There are many parallels here to conversations that are had in the news everyday. Neha Sinha’s latest piece for The Wire is founded on almost the same premise: In the film Newton, the forest of Dandakaranya, its being a proxy for ecological democracy practiced by the Gond tribe that inhabits it, and the security forces’ relationship with the flora stands in for Tolkien’s Ents. It is not on the Gond to stand up and be counted.

I digress. As the headline of this post suggests, I’m on Treebeard’s side to the extent that I’m on nobody’s side because nobody is on my side. However, I’m not an Ent in Middle Earth; I’m a privileged upper-caste, upper-class English-speaking male – an acknowledgement that needs to be articulated because, even if I choose to be on nobody’s side and extricate myself from all proceedings, my privilege will get many things done for me. And the ‘proceedings’ I speak of is the news. I don’t have to keep myself abreast of all the political, financial, economic and judicial happenings in the country. As a journalist I might have to but as a citizen, I don’t. My skipping an important political development impacts – rather has impacted – my life as much as my bunking a class in engineering college has: not at all.

.....

■ **Work request A**: Reproduce the Treebeard essay word for word, starting with "There are many" and going on through "and be counted.".
■ **Work request B**: Write the next part of the Treebeard essay, picking up after its final sentence.

.....

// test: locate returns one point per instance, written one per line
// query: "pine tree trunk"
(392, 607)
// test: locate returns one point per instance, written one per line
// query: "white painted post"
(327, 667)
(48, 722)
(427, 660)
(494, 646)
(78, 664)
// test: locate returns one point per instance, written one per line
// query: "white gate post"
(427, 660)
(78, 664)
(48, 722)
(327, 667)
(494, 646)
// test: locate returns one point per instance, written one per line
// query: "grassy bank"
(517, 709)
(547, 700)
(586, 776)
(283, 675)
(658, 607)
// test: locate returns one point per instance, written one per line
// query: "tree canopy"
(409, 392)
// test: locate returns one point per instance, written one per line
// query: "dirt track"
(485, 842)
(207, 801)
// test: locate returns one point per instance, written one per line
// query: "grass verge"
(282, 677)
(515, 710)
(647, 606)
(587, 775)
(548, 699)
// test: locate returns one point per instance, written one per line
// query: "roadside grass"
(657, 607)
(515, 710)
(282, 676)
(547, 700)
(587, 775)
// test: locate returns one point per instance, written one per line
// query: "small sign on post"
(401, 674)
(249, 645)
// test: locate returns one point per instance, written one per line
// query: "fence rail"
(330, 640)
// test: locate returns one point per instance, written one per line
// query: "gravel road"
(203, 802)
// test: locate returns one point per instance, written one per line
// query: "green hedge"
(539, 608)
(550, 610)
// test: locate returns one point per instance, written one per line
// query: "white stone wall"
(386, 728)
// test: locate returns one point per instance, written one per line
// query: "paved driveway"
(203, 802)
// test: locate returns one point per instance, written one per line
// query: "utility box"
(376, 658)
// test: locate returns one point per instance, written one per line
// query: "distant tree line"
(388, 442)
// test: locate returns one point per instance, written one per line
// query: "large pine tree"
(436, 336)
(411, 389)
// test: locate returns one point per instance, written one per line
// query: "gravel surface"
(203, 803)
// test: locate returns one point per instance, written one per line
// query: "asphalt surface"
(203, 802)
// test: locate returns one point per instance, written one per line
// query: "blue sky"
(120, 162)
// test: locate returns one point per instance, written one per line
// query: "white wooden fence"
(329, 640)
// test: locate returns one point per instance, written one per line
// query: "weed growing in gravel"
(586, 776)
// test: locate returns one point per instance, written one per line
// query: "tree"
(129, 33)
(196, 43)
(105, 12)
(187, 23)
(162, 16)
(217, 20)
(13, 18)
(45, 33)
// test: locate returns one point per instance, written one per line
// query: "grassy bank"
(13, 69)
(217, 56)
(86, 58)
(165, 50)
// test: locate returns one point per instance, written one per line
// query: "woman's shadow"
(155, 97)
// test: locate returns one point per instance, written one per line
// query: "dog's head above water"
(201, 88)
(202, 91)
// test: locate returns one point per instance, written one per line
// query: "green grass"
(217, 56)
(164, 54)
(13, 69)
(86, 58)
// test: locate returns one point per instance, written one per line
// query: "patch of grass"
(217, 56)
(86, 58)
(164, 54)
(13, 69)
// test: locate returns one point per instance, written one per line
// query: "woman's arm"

.....

■ **Written answer A**:
There are many parallels here to conversations that are had in the news everyday. Neha Sinha’s latest piece for The Wire is founded on almost the same premise: In the film Newton, the forest of Dandakaranya, its being a proxy for ecological democracy practiced by the Gond tribe that inhabits it, and the security forces’ relationship with the flora stands in for Tolkien’s Ents. It is not on the Gond to stand up and be counted.

■ **Written answer B**:
I don’t want to follow the news anymore. The bulk of it is faeces-flinging, from one side of the ideological aisle to the other. The bulk of it is mostly posturing unto the fulfilment of myopic goals, aimed at winning skirmishes but losing all sight of the war. And most of it is self-indulgent populism in that most news publishers print/publish what the people want to read; if this is not true, we’d be reading a lot more of non-mainstream writing (in English at least, the only language I read the news in). As I’ve said multiple times before, it’s important to sell. But on the flipside, I don’t see anyone even thinking about trying to sell something new. For example, as a recent dinner conversation with two friends concluded, where do you go to look for Indian literary journalism?

Of course, some news outlets – like The Wire (where I work) – are trying to move away from this featureset by ensuring that only the journalists at The Wire get to decide what to cover and what not to cover; the only other stakeholder in our enterprise is the reader, so axiomatically there are no business or political interests dictating our agenda. However, my specific ire is directed at a subset of what even The Wire has been trying to do, a subset that represents a perception of the news that no single news outlet can attempt to modify by itself. Specifically, I’m on no journalist’s side because no journalist is on my side – the side that believes that political journalism is not the raison d’être of the fourth estate.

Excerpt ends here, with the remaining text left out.